━━━ MATERIAŁ ŹRÓDŁOWY ━━━
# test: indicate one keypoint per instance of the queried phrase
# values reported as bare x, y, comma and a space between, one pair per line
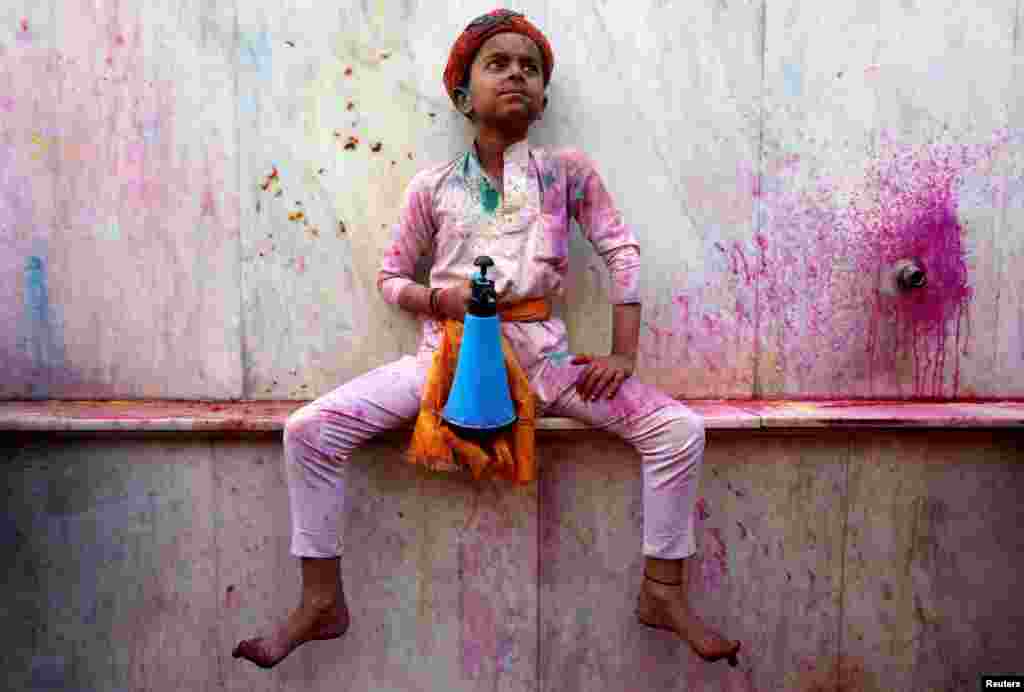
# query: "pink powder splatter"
━━━
━━━ MATERIAŁ ŹRÓDŁOWY ━━━
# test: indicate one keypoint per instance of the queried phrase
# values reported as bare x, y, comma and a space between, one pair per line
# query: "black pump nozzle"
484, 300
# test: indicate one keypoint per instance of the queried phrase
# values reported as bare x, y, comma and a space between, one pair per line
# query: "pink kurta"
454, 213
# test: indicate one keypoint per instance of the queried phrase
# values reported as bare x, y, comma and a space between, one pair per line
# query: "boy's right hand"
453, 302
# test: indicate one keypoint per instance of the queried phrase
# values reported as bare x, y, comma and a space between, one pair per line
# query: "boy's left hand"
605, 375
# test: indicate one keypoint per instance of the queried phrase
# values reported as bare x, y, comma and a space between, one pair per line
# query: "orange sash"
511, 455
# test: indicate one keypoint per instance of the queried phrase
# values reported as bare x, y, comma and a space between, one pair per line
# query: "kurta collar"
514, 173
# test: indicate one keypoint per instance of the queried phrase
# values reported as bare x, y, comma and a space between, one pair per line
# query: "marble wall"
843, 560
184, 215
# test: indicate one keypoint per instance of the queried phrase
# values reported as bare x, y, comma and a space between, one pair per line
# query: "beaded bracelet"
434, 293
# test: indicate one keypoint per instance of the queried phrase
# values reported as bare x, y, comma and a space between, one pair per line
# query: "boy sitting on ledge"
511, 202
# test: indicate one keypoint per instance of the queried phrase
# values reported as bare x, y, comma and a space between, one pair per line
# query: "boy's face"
━━━
**CEL ZADANIA**
Proszę odszukać w powyższych danych każdy wiersz zawierający słowo „pink” i przepisać te wiersze. Wielkość liter ma znaczenie.

**ODPOWIEDŹ**
# query: "pink powder splatter"
# query: "pink kurta"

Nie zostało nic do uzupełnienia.